INFORMATION SUPPLIED below:

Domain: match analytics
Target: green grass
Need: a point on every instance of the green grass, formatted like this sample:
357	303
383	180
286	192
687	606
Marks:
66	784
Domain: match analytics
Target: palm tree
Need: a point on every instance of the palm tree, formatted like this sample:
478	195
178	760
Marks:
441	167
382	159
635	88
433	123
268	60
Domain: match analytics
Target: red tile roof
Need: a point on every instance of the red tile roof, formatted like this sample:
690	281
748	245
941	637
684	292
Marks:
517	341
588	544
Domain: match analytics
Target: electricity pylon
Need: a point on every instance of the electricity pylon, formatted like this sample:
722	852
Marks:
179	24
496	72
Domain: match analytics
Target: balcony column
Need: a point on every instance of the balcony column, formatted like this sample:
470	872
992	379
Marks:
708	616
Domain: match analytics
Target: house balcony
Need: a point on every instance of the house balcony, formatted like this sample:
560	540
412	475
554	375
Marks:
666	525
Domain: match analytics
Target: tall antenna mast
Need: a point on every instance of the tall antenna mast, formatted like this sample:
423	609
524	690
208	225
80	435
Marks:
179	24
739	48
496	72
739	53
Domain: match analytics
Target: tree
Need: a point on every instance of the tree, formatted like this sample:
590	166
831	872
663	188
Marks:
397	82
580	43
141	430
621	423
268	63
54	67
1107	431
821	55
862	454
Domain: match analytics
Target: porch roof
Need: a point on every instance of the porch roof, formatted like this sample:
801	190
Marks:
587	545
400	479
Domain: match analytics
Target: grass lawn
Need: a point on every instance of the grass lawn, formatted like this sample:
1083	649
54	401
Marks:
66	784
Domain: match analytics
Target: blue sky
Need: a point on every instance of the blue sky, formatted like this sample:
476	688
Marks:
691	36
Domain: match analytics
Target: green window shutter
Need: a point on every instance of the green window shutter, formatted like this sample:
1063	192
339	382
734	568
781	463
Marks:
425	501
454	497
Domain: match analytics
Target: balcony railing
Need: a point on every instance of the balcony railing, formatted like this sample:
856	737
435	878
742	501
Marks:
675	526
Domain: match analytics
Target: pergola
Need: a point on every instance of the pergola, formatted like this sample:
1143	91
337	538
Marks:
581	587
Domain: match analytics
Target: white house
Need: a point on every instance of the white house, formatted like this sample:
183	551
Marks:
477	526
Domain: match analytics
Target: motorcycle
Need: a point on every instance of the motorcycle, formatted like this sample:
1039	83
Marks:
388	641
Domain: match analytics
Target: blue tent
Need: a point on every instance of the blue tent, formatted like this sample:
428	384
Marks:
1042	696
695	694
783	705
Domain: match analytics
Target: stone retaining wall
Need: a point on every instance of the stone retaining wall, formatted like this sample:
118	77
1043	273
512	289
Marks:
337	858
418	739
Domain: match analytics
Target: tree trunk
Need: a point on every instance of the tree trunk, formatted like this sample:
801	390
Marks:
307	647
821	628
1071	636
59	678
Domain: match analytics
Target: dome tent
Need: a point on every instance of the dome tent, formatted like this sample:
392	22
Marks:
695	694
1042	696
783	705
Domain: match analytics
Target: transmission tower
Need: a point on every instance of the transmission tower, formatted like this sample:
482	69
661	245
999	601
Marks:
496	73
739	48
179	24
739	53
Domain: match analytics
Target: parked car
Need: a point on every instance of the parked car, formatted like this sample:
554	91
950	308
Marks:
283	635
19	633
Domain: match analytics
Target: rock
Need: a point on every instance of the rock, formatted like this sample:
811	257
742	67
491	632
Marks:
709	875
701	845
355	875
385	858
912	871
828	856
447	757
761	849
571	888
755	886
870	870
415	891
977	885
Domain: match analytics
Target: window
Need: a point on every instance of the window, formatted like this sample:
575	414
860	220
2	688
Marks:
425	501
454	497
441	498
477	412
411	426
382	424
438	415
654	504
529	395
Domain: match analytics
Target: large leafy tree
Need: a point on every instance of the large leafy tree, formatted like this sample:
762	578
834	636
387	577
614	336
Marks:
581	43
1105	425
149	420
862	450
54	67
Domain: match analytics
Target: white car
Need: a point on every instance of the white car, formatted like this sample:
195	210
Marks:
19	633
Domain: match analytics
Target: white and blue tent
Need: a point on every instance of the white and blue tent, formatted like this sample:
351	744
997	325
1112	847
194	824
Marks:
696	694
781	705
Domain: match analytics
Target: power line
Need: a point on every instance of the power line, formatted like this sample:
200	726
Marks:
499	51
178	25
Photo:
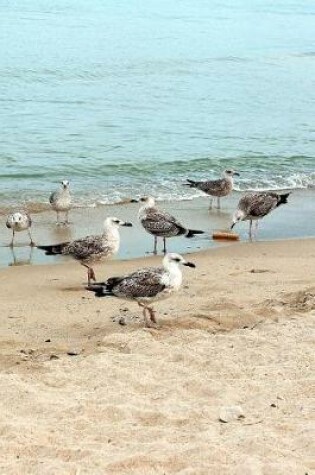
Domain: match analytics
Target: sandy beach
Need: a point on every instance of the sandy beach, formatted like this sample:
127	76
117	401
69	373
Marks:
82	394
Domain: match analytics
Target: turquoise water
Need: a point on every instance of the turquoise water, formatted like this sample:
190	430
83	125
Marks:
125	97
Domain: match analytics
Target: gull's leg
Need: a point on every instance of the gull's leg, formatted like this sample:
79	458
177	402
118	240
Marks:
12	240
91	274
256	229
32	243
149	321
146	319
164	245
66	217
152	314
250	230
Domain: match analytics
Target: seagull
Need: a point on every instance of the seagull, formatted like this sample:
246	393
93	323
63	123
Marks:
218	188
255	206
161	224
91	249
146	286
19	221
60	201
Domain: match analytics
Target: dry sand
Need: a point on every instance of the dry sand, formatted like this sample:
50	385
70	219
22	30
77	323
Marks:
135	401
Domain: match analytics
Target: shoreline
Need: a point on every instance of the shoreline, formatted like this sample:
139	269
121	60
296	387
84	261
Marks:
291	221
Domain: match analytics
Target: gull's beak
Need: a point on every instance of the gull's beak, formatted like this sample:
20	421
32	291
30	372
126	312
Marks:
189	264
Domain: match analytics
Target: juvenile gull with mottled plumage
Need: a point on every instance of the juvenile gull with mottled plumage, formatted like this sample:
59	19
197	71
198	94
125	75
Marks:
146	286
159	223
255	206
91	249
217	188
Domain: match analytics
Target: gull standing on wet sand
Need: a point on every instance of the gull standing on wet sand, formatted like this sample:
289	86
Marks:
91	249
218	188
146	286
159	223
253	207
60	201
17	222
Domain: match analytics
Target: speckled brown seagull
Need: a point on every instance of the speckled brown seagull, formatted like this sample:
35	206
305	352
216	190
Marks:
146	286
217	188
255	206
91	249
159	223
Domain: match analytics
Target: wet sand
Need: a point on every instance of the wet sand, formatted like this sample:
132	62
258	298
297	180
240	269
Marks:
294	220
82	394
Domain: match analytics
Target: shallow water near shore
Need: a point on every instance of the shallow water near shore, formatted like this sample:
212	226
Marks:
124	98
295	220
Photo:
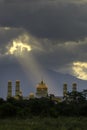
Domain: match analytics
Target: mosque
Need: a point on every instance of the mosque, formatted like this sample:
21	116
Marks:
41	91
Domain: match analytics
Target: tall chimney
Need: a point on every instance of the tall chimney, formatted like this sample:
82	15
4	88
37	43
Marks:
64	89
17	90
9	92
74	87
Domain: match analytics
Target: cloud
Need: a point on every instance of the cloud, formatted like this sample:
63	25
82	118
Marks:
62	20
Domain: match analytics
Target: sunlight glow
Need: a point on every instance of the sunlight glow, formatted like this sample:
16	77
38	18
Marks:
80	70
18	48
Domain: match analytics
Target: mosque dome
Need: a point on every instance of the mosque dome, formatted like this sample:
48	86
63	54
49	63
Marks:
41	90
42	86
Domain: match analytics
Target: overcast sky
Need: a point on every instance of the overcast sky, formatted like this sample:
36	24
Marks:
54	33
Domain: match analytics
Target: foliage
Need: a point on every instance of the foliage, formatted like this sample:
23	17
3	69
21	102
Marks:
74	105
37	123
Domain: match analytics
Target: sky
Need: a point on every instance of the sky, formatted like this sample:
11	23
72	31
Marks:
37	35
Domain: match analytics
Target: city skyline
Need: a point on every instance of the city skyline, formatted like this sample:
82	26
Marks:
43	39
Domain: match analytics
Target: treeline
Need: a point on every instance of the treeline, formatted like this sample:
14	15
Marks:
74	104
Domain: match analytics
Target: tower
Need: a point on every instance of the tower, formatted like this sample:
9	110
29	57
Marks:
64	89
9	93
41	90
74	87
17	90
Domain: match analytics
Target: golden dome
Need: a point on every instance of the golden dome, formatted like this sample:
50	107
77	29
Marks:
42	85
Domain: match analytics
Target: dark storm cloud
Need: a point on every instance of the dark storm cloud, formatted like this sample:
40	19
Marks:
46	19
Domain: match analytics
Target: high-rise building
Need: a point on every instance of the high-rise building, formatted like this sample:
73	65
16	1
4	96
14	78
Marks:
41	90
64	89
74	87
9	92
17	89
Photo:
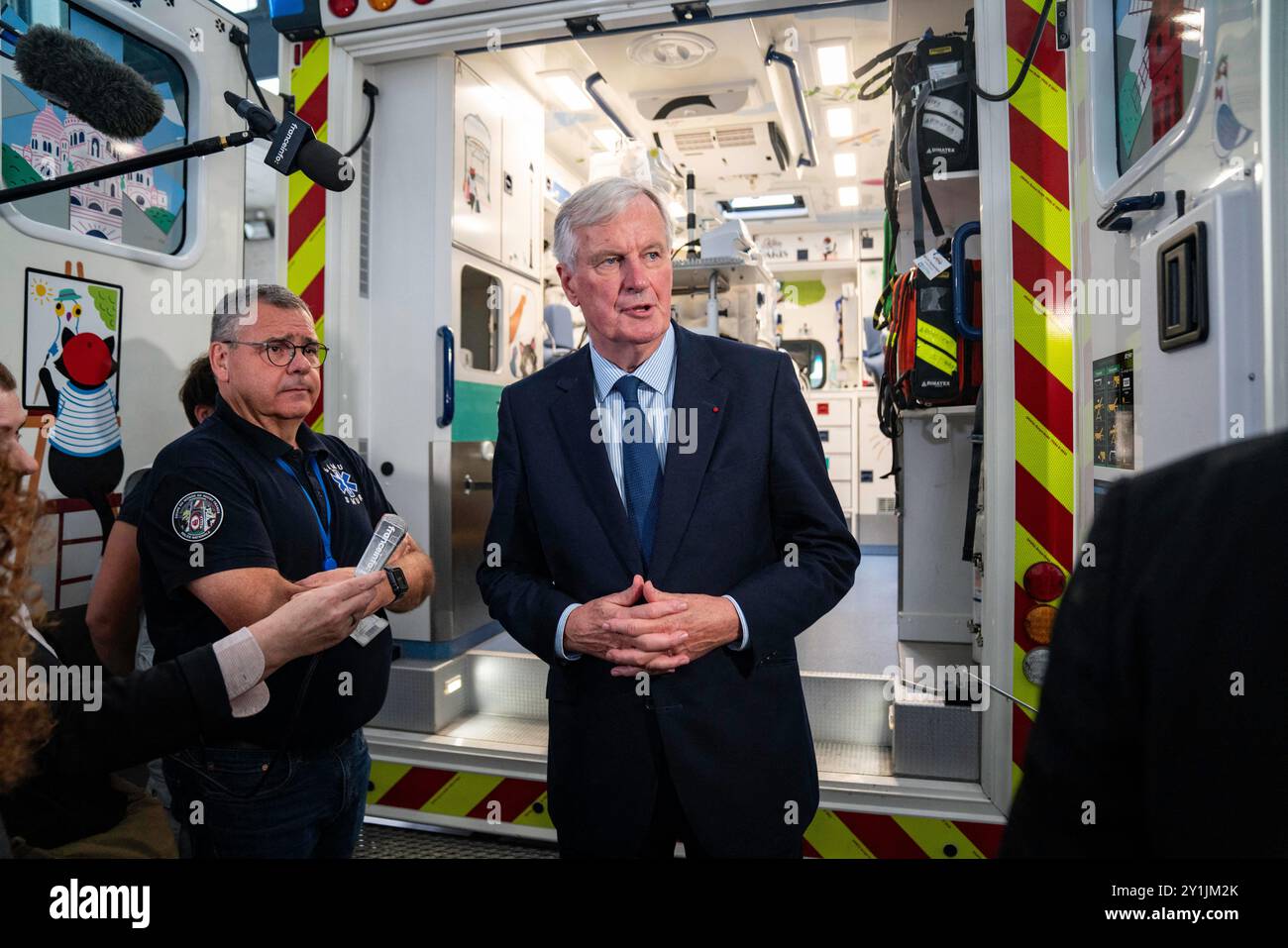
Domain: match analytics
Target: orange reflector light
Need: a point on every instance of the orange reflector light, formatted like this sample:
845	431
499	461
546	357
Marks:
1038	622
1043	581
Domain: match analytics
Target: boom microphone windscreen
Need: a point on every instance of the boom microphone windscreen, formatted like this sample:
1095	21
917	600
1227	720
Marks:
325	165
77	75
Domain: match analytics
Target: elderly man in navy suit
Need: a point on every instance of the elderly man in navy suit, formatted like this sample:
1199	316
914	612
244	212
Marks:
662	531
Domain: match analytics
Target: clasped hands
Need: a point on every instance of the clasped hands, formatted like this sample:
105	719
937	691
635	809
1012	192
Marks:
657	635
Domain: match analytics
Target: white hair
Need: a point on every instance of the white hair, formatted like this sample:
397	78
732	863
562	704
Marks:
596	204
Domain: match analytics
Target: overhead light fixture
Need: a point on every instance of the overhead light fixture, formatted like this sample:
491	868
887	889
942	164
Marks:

End of INFORMATION SUPPLIED.

PROBLEM REQUIREMENTS: From the entries above, restate word for word the lines from the line containing "balcony railing, formatted" to the line containing "Target: blue tent", both ends included, and nothing more.

EXPECTED OUTPUT:
Need: a point on every instance of the balcony railing, formatted like this sample:
856	737
435	878
742	501
Marks:
675	526
Domain: match analytics
Target: pergola
Need: a point on every instance of the pergola, formatted like this sample:
1143	91
337	538
Marks:
581	587
Domain: match analytics
Target: white house
Need: a point on every instance of the white house, formatted like this sample:
183	551
Marks:
477	526
Domain: match analytics
Target: motorcycle
Need: a point on every instance of the motorcycle, formatted like this sample:
1039	83
Marks:
388	641
Domain: match analytics
Target: blue tent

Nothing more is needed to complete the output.